• **Required work**
Reproduce the following material line for line, changing nothing.

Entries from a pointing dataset
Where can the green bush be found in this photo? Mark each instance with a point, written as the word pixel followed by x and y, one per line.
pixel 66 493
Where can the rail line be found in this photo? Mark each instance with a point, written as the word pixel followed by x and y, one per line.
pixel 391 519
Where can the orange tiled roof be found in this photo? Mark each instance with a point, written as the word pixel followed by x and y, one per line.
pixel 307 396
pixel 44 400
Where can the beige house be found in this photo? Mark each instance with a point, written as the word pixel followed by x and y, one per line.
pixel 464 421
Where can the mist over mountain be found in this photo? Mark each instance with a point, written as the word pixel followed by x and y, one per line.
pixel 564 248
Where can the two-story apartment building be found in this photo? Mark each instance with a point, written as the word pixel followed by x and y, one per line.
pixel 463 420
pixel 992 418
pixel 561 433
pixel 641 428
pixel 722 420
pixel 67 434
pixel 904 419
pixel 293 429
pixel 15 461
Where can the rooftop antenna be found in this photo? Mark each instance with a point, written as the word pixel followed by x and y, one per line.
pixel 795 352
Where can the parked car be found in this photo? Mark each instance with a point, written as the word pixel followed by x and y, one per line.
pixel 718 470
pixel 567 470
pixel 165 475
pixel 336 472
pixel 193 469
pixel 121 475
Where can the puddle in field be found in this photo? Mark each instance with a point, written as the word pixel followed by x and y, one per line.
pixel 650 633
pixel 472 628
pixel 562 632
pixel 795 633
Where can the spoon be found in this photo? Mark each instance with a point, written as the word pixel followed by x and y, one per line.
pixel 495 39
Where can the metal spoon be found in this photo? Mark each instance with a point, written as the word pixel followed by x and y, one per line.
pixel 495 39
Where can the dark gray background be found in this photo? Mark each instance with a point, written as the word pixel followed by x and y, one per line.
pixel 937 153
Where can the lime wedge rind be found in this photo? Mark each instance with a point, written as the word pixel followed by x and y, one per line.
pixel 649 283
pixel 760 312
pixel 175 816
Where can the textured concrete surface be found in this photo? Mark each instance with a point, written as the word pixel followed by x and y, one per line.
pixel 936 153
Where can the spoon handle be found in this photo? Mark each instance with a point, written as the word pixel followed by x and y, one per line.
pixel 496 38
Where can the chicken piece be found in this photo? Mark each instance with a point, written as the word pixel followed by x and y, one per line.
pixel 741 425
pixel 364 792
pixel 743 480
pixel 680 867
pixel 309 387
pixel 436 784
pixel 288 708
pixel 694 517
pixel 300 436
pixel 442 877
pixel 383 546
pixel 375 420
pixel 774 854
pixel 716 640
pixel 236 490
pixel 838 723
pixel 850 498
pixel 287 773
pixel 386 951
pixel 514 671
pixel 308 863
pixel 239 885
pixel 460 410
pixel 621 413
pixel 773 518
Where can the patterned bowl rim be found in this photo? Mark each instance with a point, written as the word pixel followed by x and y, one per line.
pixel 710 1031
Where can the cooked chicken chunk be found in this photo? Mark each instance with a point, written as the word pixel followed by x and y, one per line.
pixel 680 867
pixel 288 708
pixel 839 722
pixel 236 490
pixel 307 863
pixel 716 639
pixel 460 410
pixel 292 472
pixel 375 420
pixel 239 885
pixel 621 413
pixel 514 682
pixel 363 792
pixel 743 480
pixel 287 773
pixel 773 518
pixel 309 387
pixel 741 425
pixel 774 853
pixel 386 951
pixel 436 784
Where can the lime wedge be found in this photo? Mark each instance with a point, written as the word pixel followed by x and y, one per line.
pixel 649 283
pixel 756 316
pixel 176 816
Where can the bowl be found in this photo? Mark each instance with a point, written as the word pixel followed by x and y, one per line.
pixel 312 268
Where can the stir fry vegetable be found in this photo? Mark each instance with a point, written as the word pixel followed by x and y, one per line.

• **Result for this exercise**
Where can the green bush be found in this photo? Mark each instance with a point, written as the word pixel followed by x and y, one per line.
pixel 66 493
Where can the rail line be found in this photo? Mark each instance with a point, written as the word pixel followed by x and y, one per line.
pixel 391 519
Where can the orange tiled roof be found in this photo? Mark each instance with a point, written as the word pixel followed by x and y, one per line.
pixel 307 396
pixel 44 400
Where can the beige house be found in this photo? Mark each instance with a point, written as the word pixel followed by x and y, one per line.
pixel 464 421
Where can the mist over mountain be found in this photo? Mark each instance with a point, written as the word pixel followed by x and y, one per line.
pixel 564 248
Where can the two-story apartment building be found in this photo? Mark each instance with a point, written as the word pixel followed by x and y, one per line.
pixel 463 420
pixel 992 418
pixel 561 433
pixel 641 428
pixel 722 420
pixel 67 434
pixel 904 419
pixel 293 429
pixel 15 461
Where can the rooftop antenna be found in this photo? Mark each instance with a point, written as the word pixel followed by x and y, one per line.
pixel 795 352
Where can the parked car be found in this photo? Mark each instance with a point, written as the word pixel followed by x and y, one per line.
pixel 718 470
pixel 567 470
pixel 165 475
pixel 336 472
pixel 193 469
pixel 121 475
Where can the puddle in field be found in this photo? Mark each instance with a point, written as the word pixel followed by x and y, one per line.
pixel 650 633
pixel 472 628
pixel 562 632
pixel 795 633
Where can the spoon be found in this photo? Mark each instance with a point, written as the word pixel followed by x and y, one per line.
pixel 495 39
Where can the metal spoon be found in this photo? Mark each instance with a point, written as the word pixel followed by x and y, one per line.
pixel 495 39
Where can the dark gray background be found in this photo? Mark each instance with a point, written as the word pixel followed by x and y, one per line.
pixel 937 153
Where can the lime wedge rind be found in this photo? Mark each instance with a point, written as the word pixel followed by x and y, one per line.
pixel 649 283
pixel 760 312
pixel 175 816
Where can the textured concrete surface be found in this photo? Mark each instance with a point, written as the word pixel followed by x and y, one per line.
pixel 936 153
Where can the spoon handle be found in this photo? Mark each instance with a point, written as the word pixel followed by x and y, one per line.
pixel 496 38
Where can the chicken piece be found in this photo? Mark each instance with a point, written as the word pixel followed by x and y, one per line.
pixel 741 425
pixel 364 792
pixel 743 480
pixel 680 867
pixel 309 387
pixel 436 784
pixel 288 708
pixel 694 517
pixel 300 436
pixel 442 877
pixel 383 546
pixel 375 420
pixel 774 854
pixel 716 640
pixel 236 490
pixel 838 723
pixel 850 498
pixel 287 773
pixel 386 951
pixel 514 671
pixel 308 863
pixel 239 885
pixel 460 410
pixel 621 413
pixel 773 518
Where can the patterned bowl rim be found in this photo? Mark each instance with a point, written as the word pixel followed by x and y, one per line.
pixel 710 1031
Where can the cooked chicken chunk be found in this photo? Mark each instance with a point, written as the word pixel followed by x and y, one per line.
pixel 680 867
pixel 288 708
pixel 839 722
pixel 236 490
pixel 307 863
pixel 716 639
pixel 460 410
pixel 292 472
pixel 375 420
pixel 239 885
pixel 621 413
pixel 514 682
pixel 363 792
pixel 743 480
pixel 287 773
pixel 773 518
pixel 309 387
pixel 741 425
pixel 774 853
pixel 386 951
pixel 436 784
Where can the lime wedge be found in this photo? Mark each instance with a point, written as the word pixel followed by x and y, one per line.
pixel 649 283
pixel 756 316
pixel 176 816
Where can the bowl be found in this photo? Mark each instance with a point, written as the word pixel followed by x and y, one per line.
pixel 312 268
Where can the stir fry vegetable be found in this photo? Mark each instance with a point, written as the word pixel followed by x and y, one per line.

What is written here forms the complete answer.